Exercise:
Reproduce each of the lines below verbatim, changing nothing.

Data lines:
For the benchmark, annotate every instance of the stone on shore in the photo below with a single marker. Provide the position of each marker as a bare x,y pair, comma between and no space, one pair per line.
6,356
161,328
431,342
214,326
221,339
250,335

Response:
For the benchmark, annotate every instance of the stone on shore in the photo below with a single marker. Provide the position of each marker as a bare x,y pair, comma between and no space, one pair per line.
6,356
161,328
431,342
214,326
221,339
250,335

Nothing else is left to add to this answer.